*** Opening of Source passage ***

# Inferno - Blu-ray Review



## Mike Edwards (Mar 10, 2011)

[img]http://www.hometheatershack.com/gallery/file.php?n=88865[/img] 
*Title: Inferno* 

*Movie:* :2.5stars:
*Video:* :4.5stars:
*Audio:* :4.5stars:
*Extras:* :3stars: 

*HTS Overall Score:*78



[img]http://www.hometheatershack.com/gallery/file.php?n=88866[/img]*Summary*
Back in 2006 Ron Howard’s adaptation of Dan Brown’s novel, “The Da Vinci Code” blasted onto the scene with all sorts of fanfare and angry mobs. Christians and Catholics were angry that it portrayed the church in a bad light, fans of the book were angry that it wasn’t as good as the novel, and some people were just angry that it wasn’t that good of a movie (I have to admit that it’s a horribly dated film and one that’s almost a guilty pleasure). A few years later “Angels and Demons” came out, and while it was a much more entertaining and less serious work than “The Da Vinci Code”, most post shunned the film (I personally find it to be the best of the three, but that’s just me). Now, 7 years after “Angels and Demons” Ron Howard is trying a third time to bring Dan Brown’s hokey mysteries to life with the help of Tom Hanks yet again. This time it’s the creakiest and least logical of all three films, but it also is the least “religion” oriented of the three as well. Instead of a film about conspiracy theories and religious sects trying to keep order in a modern day, it’s about a guy who is kind of nuts and wants to blow up the world. 

You’d think that this would act as an entertaining premise, but sadly it just ends up being a rather run of the mill plot line mired down by the increasing labyrinth that is a Dan Brown mystery. We’re put right into the heart of the action, with cryptologist Professor Robert Langdon (Tom Hanks) waking up in an Italian hospital without any sort of memory. Supposedly he’s suffered a head trauma and can’t seem to remember anything for the last 48 hours. When an assassin strikes at the hospital, Langdon is force to go on the run with only the aid of the well-meaning (and also extremely well versed in Dante’s inferno mythology) Italian doctor, Sienna, who had been taking care of him in his coma (played by a gorgeous Felicity Jones). On his trail is a cadre of people, who want whatever is locked inside the professor’s head, the least of them being the afore mentioned assassin. W.H.O. agents and double agents compete for his head, while a mysterious organization is also rabidly interested in what the good professor knows.

*** Close of Source passage ***
*** Opening of Extracted entries ***

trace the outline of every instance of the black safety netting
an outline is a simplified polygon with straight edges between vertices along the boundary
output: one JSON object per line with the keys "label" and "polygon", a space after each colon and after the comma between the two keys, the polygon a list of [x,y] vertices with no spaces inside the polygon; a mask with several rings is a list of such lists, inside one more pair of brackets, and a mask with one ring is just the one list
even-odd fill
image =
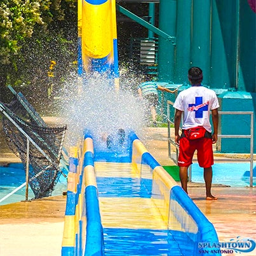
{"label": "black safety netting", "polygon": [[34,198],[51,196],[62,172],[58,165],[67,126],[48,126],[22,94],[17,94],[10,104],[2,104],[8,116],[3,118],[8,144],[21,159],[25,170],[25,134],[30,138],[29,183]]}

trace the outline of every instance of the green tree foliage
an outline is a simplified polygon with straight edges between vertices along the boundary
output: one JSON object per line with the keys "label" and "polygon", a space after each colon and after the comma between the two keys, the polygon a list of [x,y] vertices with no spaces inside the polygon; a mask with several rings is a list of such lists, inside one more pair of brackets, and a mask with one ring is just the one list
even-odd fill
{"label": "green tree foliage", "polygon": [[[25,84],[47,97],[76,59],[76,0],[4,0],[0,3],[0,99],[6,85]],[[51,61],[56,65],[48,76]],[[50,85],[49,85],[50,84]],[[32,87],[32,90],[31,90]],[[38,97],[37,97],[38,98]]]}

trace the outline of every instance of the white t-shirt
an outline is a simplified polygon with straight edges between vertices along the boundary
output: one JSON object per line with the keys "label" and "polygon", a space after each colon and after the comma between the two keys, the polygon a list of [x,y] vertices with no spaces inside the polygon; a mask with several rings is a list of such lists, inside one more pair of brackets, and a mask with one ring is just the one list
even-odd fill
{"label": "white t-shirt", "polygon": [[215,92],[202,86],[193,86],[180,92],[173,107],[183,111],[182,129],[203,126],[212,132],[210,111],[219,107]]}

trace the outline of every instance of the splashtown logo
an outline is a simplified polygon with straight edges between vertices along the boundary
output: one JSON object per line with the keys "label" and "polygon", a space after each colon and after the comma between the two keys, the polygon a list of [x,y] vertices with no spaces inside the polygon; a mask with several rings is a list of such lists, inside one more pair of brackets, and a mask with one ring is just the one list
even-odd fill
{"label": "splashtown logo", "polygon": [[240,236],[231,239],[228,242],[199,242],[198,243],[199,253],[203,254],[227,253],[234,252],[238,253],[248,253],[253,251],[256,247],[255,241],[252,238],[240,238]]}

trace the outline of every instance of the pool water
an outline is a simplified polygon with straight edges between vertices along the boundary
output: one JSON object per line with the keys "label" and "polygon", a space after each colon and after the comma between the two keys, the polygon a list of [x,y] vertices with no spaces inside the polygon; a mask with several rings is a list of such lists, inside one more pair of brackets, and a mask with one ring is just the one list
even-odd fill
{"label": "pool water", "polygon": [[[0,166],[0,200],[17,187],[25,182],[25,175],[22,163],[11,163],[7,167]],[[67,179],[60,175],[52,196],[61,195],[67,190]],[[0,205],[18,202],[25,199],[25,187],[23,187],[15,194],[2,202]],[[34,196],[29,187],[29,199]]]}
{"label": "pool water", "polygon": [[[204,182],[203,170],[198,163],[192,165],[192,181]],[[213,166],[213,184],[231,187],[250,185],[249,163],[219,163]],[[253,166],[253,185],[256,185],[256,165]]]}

*** Close of Extracted entries ***

■ What to do: Continue the Inferno Blu-ray review from where it stops.

■ Answer below:
It seems that a wealthy billionaire has decided that the world is just TOO populated. Soon we’ll be at the breaking point and the overpopulation will drive us extinct. Not exactly an unknown theory, right? Well, this billionaire (played by a wonderfully hammy Ben Foster) has created a super virus that, much like the black plague, will wipe out large portions of the world’s population and slow the coming apocalypse for thousands of years. So, that leaves Professor Langdon and Sienna struggling to piece together just what has happened to the good doctor, and WHERE the virus is before it can be unleashed on the world (and supposedly reach all 4 corners within a few days). Simple, right?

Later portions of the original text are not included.